§ **TO DO**
Copy every line of the records below, requests included, and raise each coordinate in the answer points by 110. Leave the numbers in the requests and their sample formats unchanged.

§ **RECORDS TO PROCESS**
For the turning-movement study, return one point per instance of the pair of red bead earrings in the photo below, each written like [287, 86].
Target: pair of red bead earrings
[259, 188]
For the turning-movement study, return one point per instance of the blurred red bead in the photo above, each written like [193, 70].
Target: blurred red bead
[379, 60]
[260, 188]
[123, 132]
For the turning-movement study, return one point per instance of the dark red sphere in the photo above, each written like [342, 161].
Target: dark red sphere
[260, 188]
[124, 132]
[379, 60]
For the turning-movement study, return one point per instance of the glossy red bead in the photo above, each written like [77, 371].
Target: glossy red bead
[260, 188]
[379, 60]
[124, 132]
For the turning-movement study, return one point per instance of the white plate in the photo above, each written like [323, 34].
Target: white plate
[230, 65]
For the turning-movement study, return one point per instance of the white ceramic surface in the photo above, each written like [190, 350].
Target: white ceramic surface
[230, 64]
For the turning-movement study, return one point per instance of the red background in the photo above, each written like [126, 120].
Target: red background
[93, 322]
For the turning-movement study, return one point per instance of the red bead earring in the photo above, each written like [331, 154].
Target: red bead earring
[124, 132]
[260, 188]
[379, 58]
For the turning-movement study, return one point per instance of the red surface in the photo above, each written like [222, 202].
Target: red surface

§ **RESPONSE TO THIS TASK**
For the turning-movement study, return one point per instance of the pair of red bead earrings in the photo below, each written like [287, 86].
Target: pair of red bead earrings
[369, 298]
For the turning-movement study, return one point per instance of the blurred red bead in the photo above, each written like [193, 70].
Target: blurred red bead
[489, 170]
[370, 298]
[233, 242]
For the turning-movement study, return one point per instance of the dark red sphere in the photo above, each written like [342, 161].
Target: dark red sphere
[370, 298]
[234, 242]
[489, 170]
For the turning-movement study, return one point per instance of the glossy red bead in the photo above, each written like [77, 371].
Target: glossy red bead
[370, 298]
[489, 170]
[234, 242]
For the turning-movement study, return one point per instance of the white plate in the photo above, each written like [323, 34].
Target: white plate
[340, 175]
For the turning-movement study, return one point per instance of the white ceramic surface in the photo above, each written like [190, 350].
Target: white ceramic surface
[340, 174]
For the turning-movement study, return one point per instance of the red background in the photo above, each written like [126, 120].
Target: red background
[203, 432]
For the turning-movement study, return one point per instance of the red bead earring in the photo above, each written like [331, 154].
Target: red bead earring
[234, 242]
[370, 298]
[489, 168]
For the turning-movement study, return one point per instance of the red surface in the photo above, each written like [222, 202].
Target: red surface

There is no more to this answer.